### PROMPT 1
In the article on Duterte's planned Russia visit, which country is named as the Philippines' only military ally?
### PROMPT 2
From the article on Duterte's planned Russia visit, extract the passage starting with "Yasay said Duterte’s visit is" and going on through "only with the United States.".

### TEXT
* * *
MANILA, Philippines – President Duterte is scheduled to visit Russia in March or April next year, Foreign Affairs Secretary Perfecto Yasay Jr. said yesterday.
Yasay said Duterte’s visit is not to establish a military alliance with Moscow as earlier reports said. He stressed the Philippines’ military alliance is only with the United States.
Yasay said Duterte’s visit to Russia will focus on defense cooperation in terms of exchange of information, the fight against terrorism, war against drugs and enforcement capability.
“These are areas that we can discuss and promote between the Philippines and Russia,” he said.
“The President has declared we will only have one military alliance and that is with the United States. We have our Mutual Defense Treaty which the President said he will respect, together with all of the support agreements,” Yasay said in an interview on CNN Philippines.
Russian Ambassador Igor Khovaev said the state visit could be held in the spring or summer next year, given that President Duterte “does not like cold weather.”
He said Duterte’s visit is expected to further open trade relations between the two countries in many fields, including defense, agriculture, labor exports, telecommunications and infrastructure.
* * *
### MATERIAL
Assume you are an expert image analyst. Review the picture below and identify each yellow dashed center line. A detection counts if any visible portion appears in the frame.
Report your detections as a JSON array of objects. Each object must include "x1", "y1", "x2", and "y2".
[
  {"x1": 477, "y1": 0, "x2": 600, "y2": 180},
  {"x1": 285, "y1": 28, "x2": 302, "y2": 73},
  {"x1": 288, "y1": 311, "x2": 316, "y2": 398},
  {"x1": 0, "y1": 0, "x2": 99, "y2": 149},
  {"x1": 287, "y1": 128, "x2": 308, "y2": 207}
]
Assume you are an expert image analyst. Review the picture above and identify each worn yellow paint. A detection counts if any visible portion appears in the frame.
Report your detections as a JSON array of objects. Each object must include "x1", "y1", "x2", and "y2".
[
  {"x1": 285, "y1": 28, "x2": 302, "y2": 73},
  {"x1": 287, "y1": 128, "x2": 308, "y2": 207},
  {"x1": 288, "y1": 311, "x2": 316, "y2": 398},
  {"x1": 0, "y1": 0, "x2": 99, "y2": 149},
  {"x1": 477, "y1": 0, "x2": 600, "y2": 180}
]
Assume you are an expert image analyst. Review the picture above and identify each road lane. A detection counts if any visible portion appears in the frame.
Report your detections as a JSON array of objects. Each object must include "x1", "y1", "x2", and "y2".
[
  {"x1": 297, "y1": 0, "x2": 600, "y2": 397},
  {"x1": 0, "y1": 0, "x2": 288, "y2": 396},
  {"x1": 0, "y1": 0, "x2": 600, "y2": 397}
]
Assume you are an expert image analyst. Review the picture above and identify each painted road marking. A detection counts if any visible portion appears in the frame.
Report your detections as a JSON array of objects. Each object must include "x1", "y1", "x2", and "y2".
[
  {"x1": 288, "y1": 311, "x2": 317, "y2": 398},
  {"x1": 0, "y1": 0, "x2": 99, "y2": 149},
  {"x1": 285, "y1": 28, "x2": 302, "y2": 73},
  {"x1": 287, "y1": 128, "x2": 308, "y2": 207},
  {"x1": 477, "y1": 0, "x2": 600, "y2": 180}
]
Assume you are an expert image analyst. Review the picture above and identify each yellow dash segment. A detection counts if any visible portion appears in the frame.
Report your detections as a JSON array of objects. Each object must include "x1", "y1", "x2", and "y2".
* * *
### TASK OUTPUT 1
The United States.

### TASK OUTPUT 2
Yasay said Duterte’s visit is not to establish a military alliance with Moscow as earlier reports said. He stressed the Philippines’ military alliance is only with the United States.